Report every line in the records that contains the word "Give", reproducing each such line in full.

++++++

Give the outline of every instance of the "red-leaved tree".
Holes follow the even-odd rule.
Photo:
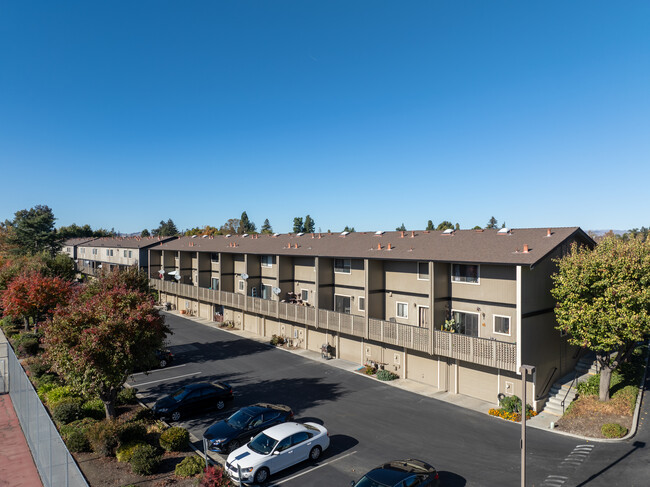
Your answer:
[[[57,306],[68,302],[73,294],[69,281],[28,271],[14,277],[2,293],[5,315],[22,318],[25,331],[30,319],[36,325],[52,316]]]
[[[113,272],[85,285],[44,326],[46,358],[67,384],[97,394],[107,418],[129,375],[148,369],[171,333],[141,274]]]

++++++

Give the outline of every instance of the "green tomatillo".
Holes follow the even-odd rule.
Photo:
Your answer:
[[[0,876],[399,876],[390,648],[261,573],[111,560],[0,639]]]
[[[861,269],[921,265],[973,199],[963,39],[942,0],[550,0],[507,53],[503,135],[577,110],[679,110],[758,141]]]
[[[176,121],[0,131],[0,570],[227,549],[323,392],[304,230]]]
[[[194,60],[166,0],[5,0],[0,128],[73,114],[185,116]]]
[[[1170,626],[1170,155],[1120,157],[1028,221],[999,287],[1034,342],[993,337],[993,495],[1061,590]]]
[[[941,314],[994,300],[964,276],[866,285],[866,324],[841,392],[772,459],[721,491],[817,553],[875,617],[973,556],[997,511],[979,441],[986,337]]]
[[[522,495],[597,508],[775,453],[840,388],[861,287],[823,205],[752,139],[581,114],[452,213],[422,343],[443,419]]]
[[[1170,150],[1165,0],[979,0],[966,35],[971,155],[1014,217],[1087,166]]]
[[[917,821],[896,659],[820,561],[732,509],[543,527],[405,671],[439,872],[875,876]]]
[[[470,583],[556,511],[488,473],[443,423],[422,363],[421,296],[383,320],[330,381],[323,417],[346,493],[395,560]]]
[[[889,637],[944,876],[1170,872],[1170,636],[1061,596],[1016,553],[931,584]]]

++++++

:: FINAL RESULT ::
Give the outline of every instance of the "red-leaved tree".
Give the outline of every instance of the "green tomatillo".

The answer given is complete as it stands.